▶ _Exercise requirements_: Leave out the pictures and restate the rest of the data exactly.

▶ _Records for this task_:
━━━━━━━━━━

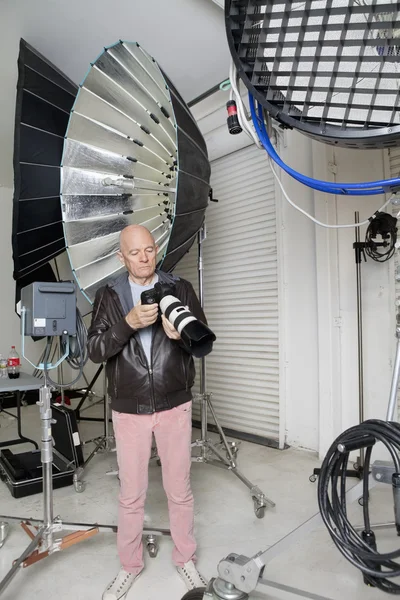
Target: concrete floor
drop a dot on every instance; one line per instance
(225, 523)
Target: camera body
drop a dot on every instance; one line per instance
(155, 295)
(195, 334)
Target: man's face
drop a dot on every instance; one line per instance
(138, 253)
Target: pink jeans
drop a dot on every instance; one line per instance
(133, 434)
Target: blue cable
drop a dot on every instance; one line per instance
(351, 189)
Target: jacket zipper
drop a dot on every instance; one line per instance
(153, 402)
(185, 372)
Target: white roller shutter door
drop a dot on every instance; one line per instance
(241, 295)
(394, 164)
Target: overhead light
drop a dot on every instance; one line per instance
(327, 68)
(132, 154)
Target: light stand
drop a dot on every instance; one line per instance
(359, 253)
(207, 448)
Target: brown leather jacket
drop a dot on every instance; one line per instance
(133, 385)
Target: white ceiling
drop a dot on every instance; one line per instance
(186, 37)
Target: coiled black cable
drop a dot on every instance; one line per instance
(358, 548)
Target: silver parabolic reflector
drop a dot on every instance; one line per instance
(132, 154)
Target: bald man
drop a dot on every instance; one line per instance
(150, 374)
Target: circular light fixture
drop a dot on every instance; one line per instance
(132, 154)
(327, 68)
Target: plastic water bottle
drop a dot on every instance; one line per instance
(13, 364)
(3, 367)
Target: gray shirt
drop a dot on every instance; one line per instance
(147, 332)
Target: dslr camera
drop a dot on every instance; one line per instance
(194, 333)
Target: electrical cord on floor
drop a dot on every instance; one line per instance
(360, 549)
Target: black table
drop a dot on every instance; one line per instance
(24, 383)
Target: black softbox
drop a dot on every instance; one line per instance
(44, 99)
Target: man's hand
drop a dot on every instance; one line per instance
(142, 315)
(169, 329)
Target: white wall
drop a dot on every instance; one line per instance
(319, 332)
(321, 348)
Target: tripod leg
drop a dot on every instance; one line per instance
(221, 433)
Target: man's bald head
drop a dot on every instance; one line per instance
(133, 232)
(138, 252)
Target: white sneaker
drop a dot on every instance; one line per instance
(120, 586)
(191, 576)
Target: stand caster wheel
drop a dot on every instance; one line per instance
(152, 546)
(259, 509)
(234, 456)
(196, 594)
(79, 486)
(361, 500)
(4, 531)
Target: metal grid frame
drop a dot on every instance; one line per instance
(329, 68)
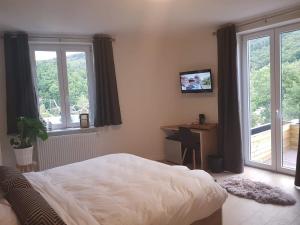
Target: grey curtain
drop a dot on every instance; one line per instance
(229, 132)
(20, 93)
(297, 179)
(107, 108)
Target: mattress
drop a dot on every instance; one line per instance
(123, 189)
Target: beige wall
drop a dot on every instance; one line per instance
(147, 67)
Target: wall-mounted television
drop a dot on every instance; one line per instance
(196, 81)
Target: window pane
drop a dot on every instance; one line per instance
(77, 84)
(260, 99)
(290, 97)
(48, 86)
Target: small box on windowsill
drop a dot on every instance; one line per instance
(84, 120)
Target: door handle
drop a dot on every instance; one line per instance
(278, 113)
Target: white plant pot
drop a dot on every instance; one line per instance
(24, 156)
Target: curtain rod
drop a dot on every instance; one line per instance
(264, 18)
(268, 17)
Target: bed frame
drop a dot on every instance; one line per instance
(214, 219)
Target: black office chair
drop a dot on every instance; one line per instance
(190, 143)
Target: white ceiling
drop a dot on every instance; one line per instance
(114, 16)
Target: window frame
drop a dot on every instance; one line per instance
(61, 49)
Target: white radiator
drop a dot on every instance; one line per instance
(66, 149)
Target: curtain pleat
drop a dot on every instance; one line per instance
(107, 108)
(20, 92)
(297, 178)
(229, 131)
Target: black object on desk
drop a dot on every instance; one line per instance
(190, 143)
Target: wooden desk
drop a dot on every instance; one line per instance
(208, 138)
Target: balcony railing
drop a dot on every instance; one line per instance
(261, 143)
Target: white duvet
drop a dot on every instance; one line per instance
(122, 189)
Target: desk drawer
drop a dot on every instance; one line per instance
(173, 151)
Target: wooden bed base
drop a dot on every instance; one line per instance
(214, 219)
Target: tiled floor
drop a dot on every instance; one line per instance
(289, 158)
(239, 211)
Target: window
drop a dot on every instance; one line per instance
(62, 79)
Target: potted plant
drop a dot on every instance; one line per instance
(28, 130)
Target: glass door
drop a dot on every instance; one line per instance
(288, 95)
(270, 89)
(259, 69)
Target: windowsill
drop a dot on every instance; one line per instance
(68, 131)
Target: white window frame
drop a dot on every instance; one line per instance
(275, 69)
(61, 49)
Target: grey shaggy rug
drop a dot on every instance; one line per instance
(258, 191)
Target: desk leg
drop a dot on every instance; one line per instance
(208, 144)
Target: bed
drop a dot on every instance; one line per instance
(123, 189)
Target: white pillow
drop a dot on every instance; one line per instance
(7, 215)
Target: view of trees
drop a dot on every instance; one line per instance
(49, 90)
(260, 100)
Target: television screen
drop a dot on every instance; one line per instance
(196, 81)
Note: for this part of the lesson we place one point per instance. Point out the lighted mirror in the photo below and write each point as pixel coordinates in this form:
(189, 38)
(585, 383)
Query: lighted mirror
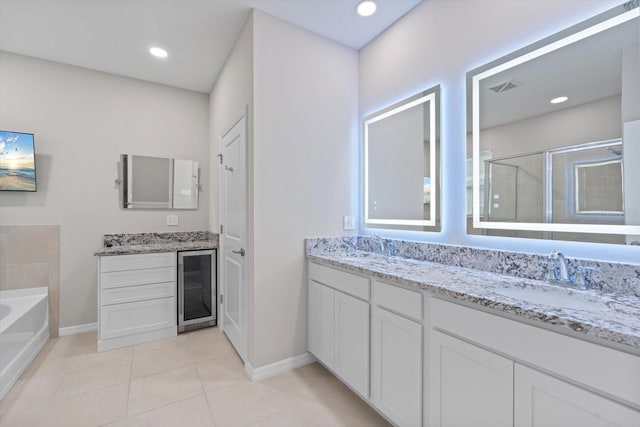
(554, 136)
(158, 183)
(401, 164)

━━━━━━━━━━

▶ _The completed task_:
Target: concrete floor
drop a dot on every instance; one line per instance
(225, 523)
Target: camera body
drop a dot on every instance; one line per instance
(155, 295)
(195, 334)
Target: man's face
drop a dot on every instance; one line per instance
(138, 253)
Target: pink jeans
drop a dot on every instance; one line per instance
(133, 434)
Target: blue cable
drop a dot on every instance; one line per instance
(351, 189)
Target: jacket zipper
drop a dot on every instance; one line per instance
(153, 402)
(185, 372)
Target: white roller shutter door
drop a dot on every instance; one line per instance
(241, 295)
(394, 164)
Target: overhead light
drop a dot on every instance; one line per instance
(327, 68)
(132, 154)
Target: light stand
drop a dot on every instance; one line per instance
(359, 253)
(207, 448)
Target: brown leather jacket
drop a dot on every instance; one line per instance
(133, 385)
Target: white ceiling
drop a dot on every instance; one line per instance
(186, 37)
Target: coiled black cable
drop a dot on every instance; one line per instance
(358, 548)
Target: silver parabolic reflector
drop a dot on every instance; one line per instance
(132, 154)
Target: bald man
drop a dot on every instance; one line per instance
(150, 374)
Target: circular light fixture
drop a dot on every instance; one line per instance
(132, 154)
(327, 68)
Target: plastic water bottle
drop a dot on every instance; one line per instance
(13, 364)
(3, 367)
Target: gray shirt
drop a dot on every instance; one line per instance
(147, 332)
Target: dslr camera
drop a dot on every instance; one line per instance
(194, 333)
Target: electrical cord on floor
drop a dot on every instance; one line per instance
(360, 549)
Target: black table
drop a dot on every instance; one line per instance
(24, 383)
Target: black softbox
drop a dot on every instance; one line per instance
(44, 99)
Target: man's hand
drop a dot on every instance; one line per instance
(142, 315)
(169, 329)
Target: white wall
drop a dot on every instance; one line per instance
(319, 332)
(321, 348)
Target: tripod leg
drop a dot on every instance; one line per instance
(221, 433)
Target: man's bald head
drop a dot on every instance; one line per instance
(133, 232)
(138, 252)
Target: white sneaker
drop a dot on every instance; one line per instance
(120, 586)
(191, 576)
Target: stand caster wheel
drop a dot on every instance; one line per instance
(152, 546)
(259, 509)
(234, 456)
(196, 594)
(79, 486)
(361, 500)
(4, 531)
Target: metal grid frame
drop a dot on every instance; one line per instance
(329, 68)
Target: grey curtain
drop a dot on every instance; one line per instance
(229, 132)
(20, 93)
(297, 179)
(107, 108)
Target: mattress
drop a dot on every instance; one line per instance
(123, 189)
Target: beige wall
drop a dot on every instance; one line per instance
(147, 67)
Target: wall-mounted television
drop a dot on every instance; one line per instance
(196, 81)
Target: window pane
drop a dot on every instance; one line per instance
(77, 84)
(260, 99)
(290, 97)
(48, 86)
Target: small box on windowsill
drop a dot on every instance; one line per instance
(84, 120)
Target: door handle
drop a dot on every instance; one line per instance
(278, 113)
Target: white plant pot
drop a dot on every instance; one line per instance
(24, 156)
Target: curtain rod
drop a dot on every instance; one line per instance
(264, 18)
(268, 17)
Target: bed frame
drop a dot on every instance; one line per instance
(214, 219)
Target: black office chair
drop a dot on every instance; one line per instance
(190, 143)
Target: white ceiling
drop a dot on every instance; one line per instance
(114, 16)
Target: window frame
drop a dot on every instance; one line per instance
(61, 49)
Target: white radiator
drop a dot on every instance; one line per instance
(66, 149)
Target: curtain pleat
drop a dot on every instance; one line per instance
(107, 108)
(20, 92)
(297, 178)
(229, 131)
Target: black object on desk
drop a dot on every instance; one line per instance
(190, 143)
Target: wooden desk
drop a dot on every instance; one line per instance
(208, 138)
Target: balcony railing
drop a dot on every instance; one line per instance
(261, 143)
Target: white duvet
drop a dot on every instance; one line per instance
(122, 189)
Target: desk drawer
drop a dot on every instance; one line per instance
(173, 151)
Target: wooden bed base
drop a dot on every instance; one line per instance
(214, 219)
Target: tiled floor
drop a dot on every instance; one line per instance
(289, 158)
(239, 211)
Target: window
drop a dot on every instance; one line per instance
(62, 79)
Target: potted plant
drop a dot on every instance; one line per instance
(28, 130)
Target: glass door
drop a dot on every instance; one line per instance
(288, 95)
(270, 89)
(259, 69)
Target: windowsill
drop a dot on every instance; one line per instance
(68, 131)
Target: white window frame
drop a dot on every instance; one line per instance
(275, 69)
(61, 49)
Target: grey shaggy rug
drop a dot on every instance; one line per instance
(258, 191)
Target: desk leg
drop a dot on every instance; one line per instance
(208, 144)
Target: bed
drop a dot on every instance; one line per instance
(123, 189)
Target: white pillow
drop a dot on every instance; one line per instance
(7, 215)
Target: view of trees
drop a dot on every instance; one line per instance
(49, 90)
(260, 100)
Target: television screen
drop a dot on every instance; one line per instance
(196, 81)
Note: for this part of the lesson we place one point per instance. Point out the lighted mirror in the photo below and write each point as pixel coordinates in this form:
(189, 38)
(585, 383)
Query: lighted mirror
(554, 136)
(158, 183)
(401, 164)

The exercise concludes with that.